▶ [INSTRUCTIONS FOR THE TASK]: Transcribe precisely those lines of the listing that fall between the line containing "One keypoint belongs to every instance. Tag the cat's mouth" and the last line, inclusive of both.
== ENTRIES PROVIDED ==
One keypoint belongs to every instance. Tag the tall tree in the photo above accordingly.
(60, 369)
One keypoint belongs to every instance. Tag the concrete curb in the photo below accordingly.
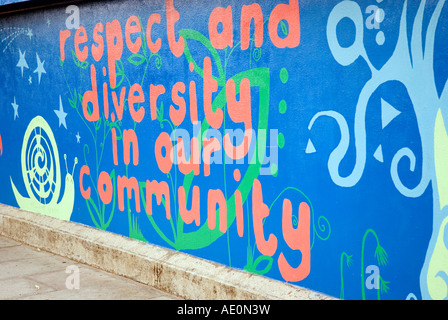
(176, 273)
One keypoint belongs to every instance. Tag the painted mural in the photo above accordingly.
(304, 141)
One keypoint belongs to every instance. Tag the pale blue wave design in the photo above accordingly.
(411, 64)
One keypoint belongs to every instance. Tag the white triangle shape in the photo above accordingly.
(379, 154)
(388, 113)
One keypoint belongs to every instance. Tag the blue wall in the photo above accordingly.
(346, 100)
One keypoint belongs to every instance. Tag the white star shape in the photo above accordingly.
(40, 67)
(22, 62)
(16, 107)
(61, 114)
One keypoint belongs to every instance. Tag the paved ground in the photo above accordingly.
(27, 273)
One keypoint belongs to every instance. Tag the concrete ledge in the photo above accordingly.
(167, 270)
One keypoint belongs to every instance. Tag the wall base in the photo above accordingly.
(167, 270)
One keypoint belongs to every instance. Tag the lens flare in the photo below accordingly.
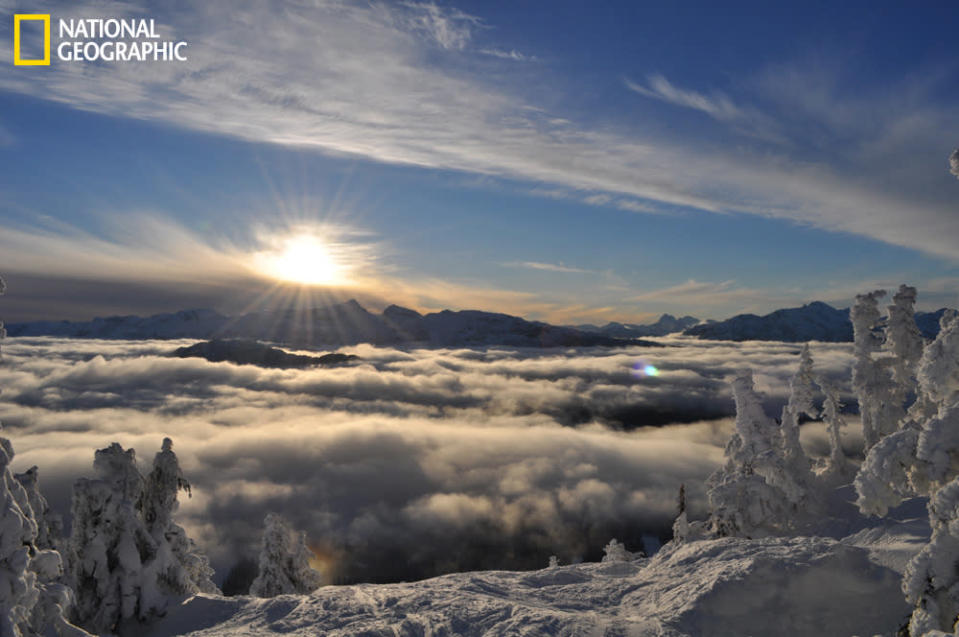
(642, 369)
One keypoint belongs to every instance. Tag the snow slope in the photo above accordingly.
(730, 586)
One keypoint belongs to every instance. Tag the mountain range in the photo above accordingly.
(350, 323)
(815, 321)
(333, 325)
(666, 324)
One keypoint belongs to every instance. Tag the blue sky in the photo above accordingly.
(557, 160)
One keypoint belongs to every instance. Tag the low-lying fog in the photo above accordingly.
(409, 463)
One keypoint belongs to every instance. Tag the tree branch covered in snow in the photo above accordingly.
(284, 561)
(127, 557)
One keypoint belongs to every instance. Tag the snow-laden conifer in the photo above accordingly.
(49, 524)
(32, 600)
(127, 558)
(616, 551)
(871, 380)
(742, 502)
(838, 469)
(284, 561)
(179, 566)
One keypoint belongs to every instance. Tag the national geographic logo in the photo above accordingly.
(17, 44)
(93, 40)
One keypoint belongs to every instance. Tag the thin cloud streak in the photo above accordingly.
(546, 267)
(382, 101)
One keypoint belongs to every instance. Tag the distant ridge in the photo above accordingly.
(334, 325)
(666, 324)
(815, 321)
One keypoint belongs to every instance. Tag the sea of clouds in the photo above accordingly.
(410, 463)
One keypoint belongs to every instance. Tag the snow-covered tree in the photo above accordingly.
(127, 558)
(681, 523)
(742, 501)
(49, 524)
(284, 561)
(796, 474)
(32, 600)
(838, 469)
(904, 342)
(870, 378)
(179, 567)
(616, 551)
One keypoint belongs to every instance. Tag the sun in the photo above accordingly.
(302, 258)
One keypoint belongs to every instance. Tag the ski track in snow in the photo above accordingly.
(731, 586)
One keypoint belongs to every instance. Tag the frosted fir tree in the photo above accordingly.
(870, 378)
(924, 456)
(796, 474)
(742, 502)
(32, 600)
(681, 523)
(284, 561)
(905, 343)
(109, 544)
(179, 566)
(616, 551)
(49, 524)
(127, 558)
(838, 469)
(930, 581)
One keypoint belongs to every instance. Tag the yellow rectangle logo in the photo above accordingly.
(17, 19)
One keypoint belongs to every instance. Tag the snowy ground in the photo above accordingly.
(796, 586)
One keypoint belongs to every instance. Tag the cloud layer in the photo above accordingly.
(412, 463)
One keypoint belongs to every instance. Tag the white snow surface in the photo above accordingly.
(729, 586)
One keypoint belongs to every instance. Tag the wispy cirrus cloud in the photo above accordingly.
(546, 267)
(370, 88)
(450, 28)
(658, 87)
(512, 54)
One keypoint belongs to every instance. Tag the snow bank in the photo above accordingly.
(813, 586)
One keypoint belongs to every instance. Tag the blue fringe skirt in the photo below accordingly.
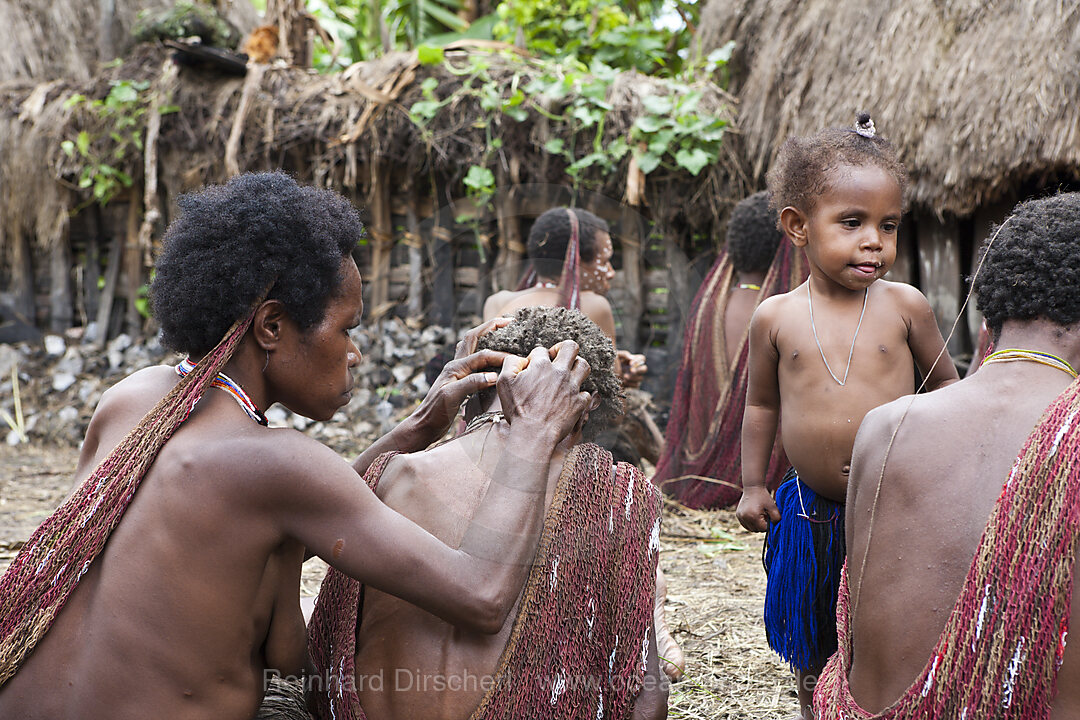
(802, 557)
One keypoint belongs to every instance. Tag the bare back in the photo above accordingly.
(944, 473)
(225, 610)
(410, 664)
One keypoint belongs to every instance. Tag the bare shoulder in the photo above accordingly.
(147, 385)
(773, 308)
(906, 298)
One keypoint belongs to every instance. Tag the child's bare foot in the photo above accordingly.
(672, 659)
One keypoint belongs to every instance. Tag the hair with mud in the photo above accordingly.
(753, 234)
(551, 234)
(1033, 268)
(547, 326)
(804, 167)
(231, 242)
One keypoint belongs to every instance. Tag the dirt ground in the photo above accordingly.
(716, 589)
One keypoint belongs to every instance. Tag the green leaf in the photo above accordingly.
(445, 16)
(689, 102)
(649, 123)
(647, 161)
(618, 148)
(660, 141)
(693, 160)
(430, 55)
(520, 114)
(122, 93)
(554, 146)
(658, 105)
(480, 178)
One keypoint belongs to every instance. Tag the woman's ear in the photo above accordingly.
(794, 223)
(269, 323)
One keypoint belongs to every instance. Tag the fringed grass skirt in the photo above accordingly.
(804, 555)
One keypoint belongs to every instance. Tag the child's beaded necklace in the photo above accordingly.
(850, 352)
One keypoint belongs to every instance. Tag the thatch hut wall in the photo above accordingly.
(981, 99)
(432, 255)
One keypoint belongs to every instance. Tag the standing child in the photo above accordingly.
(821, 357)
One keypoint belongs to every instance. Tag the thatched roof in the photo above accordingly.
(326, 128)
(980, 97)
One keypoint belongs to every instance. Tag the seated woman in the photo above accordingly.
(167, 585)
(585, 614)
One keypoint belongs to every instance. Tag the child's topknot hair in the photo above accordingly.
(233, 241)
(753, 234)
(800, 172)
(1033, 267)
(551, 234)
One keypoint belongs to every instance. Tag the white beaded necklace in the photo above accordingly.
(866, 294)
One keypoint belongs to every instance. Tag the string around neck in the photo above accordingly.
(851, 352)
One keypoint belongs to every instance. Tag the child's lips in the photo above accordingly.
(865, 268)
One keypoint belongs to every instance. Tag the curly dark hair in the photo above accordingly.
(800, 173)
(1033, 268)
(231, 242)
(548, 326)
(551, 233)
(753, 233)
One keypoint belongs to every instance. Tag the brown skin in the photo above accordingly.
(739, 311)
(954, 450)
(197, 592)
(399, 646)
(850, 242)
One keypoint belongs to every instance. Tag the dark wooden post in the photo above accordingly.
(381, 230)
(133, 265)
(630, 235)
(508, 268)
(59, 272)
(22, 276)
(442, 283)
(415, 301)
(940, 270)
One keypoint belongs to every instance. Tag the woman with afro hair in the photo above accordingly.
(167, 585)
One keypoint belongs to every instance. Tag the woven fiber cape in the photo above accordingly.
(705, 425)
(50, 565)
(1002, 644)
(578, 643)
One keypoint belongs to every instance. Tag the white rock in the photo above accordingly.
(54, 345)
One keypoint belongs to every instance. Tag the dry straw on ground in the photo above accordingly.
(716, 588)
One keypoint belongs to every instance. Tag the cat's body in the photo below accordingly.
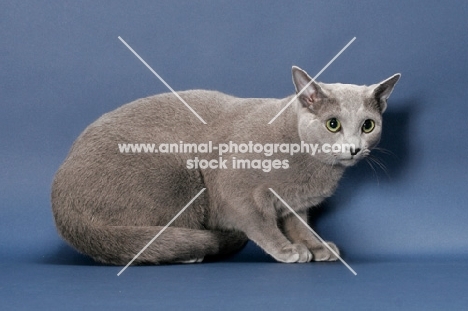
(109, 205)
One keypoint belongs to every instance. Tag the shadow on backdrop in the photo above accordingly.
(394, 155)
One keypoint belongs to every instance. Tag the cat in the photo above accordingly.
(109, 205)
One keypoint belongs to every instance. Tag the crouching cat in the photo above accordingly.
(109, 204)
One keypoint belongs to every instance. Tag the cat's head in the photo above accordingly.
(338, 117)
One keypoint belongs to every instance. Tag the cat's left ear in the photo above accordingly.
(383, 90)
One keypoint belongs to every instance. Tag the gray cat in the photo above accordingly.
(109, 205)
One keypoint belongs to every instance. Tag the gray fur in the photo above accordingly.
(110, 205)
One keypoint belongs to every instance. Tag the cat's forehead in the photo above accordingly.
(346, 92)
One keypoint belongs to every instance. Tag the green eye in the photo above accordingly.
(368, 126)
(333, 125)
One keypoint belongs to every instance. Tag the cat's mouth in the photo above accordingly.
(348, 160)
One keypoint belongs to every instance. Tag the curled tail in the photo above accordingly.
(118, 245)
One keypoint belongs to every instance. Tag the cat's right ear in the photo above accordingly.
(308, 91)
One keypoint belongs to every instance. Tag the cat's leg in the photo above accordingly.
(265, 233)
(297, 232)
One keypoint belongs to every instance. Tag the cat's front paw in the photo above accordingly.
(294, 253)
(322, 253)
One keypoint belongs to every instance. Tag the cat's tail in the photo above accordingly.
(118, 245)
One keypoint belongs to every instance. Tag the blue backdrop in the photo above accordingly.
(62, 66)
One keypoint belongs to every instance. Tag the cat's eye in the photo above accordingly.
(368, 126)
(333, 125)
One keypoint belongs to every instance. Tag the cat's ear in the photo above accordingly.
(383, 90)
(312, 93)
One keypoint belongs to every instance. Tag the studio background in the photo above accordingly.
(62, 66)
===
▶ [RESULT FOR THIS TASK]:
One keypoint belongs to every instance. Tag the cat's mouth in the photo above accordingly.
(348, 160)
One keypoint belongs to every instance. Tag the curled tail in the photo above accordingly.
(118, 245)
One keypoint belongs to every instance. Tag the cat's right ear in the photo above accordingly.
(308, 91)
One keypoint belongs to every instance. Tag the cat's leg in the photo above accordingly.
(265, 233)
(297, 232)
One keypoint belongs to every instance. Tag the cat's front paw in the photo above accordingly.
(294, 253)
(322, 253)
One keypoint belongs to every instance. Tag the cat's tail in the photo above accordingly.
(118, 245)
One keypoint belongs to every instance. Tag the blue backdrop in the photo above accordingly.
(62, 66)
One keypoint belongs to every instance. Tag the cat's eye in the photo above accordingly.
(368, 126)
(333, 125)
One keypoint belongs to every instance. Tag the cat's ear in the photo above accordingly.
(383, 90)
(312, 93)
One keypoint belongs to every instance. Tag the studio background in the photo above accordingly.
(62, 66)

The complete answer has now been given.